I know of no better way of fooling one's self than writing interoffice communications and asking for reports.

The trouble with prosperity is that it hides the defects of a business.

Communicate information that matters. Simplify reports.

We are all doing this job together under the president and the vice president; each man has his special duties, but they converge upon the one point of getting the job done.

The only firm rule I have is to take up one thing at a time and to take up nothing else until my mind is free. [One word that accounted for Buffett's and Gates' success: Focus.]

The writing of letters can be a great time waster.

Clearly divide responsibilities.

Plan. But operate a business, not a plan.

Nothing is easier than to budget in mechanical fashion.

Expand out of surplus.

We do the best we can to forecast the price of rubber, but we never fool ourselves into holding this forecast to be anything more than a guess. [Harvey Firestone uses the word "fool" a lot. Interesting connection to Feynman: "The first principle is that you must not fool yourself — and you are the easiest person to fool."]

There is nothing wrong about guessing in business, unless you call it "estimating" and attach an undue importance to it.


Chapter XI: Is it necessary? Can it be Simplified?

The question I always ask myself when looking at any operation—whether in the shops or in the office—is this: Is it necessary?

If I do find a process or operation necessary, then I ask: Can it be simplified?

Both the automobile and the tire are still so young that it would be unwise to say what is going to happen in the future in the way of design.

We have a department which does nothing but view each operation with the two controlling questions in mind: Is it necessary? Can it be simplified?


Chapter X: The Human Relation

Men without ability can never have enough capital, they will be continually out after money, for they will think that money can substitute for brains, and, of course, they will end in the bankruptcy court.

The eternal problem of business is men.

There is no preliminary test by means of which the quality of a man's judgment may be gauged, and even if there were, the matter of the man's whole fitness would not be determined, for there would remain the question of his compatibility.

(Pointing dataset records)

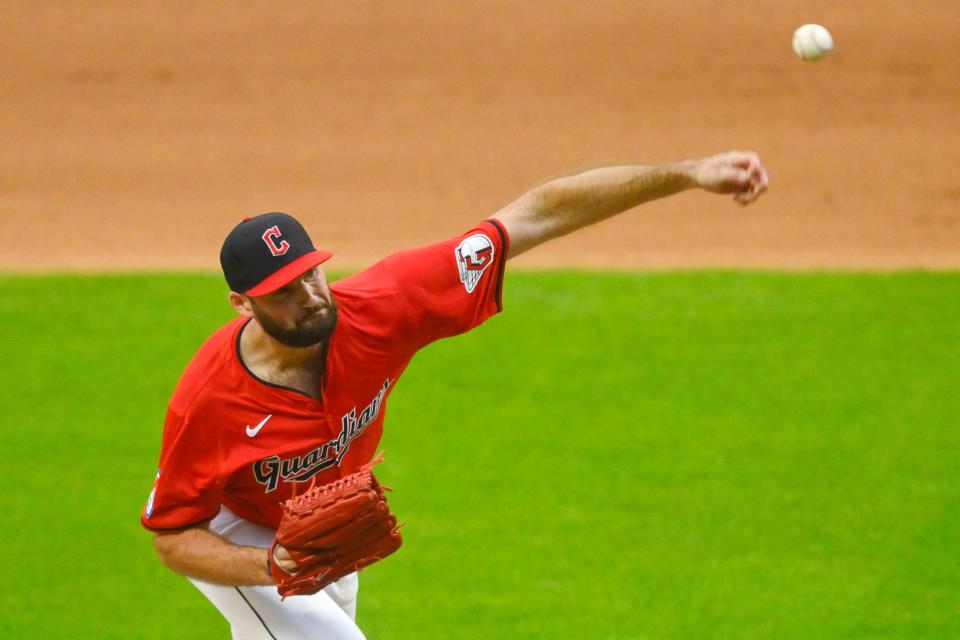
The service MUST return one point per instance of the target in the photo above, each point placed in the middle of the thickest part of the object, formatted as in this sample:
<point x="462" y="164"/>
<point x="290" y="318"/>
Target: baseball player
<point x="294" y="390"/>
--
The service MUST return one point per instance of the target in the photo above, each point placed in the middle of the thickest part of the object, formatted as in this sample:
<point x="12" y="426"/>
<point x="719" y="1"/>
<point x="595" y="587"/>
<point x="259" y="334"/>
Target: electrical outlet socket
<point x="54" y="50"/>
* * *
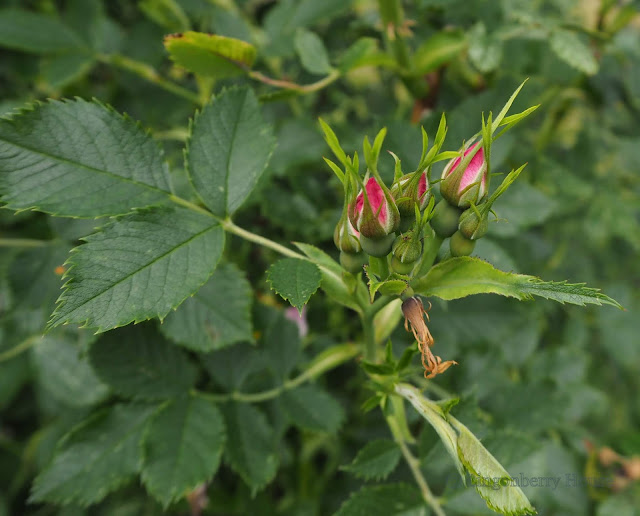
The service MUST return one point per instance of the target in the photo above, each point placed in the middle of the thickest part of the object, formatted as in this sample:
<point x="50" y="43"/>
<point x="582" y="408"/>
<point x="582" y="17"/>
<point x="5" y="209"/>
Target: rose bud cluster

### [Goal of the exercise]
From the business maxims excerpt, extract the passage that begins with the words containing "I know of no" and ends with "matters. Simplify reports.", copying it word for word.

### [Exercise response]
I know of no better way of fooling one's self than writing interoffice communications and asking for reports.

The trouble with prosperity is that it hides the defects of a business.

Communicate information that matters. Simplify reports.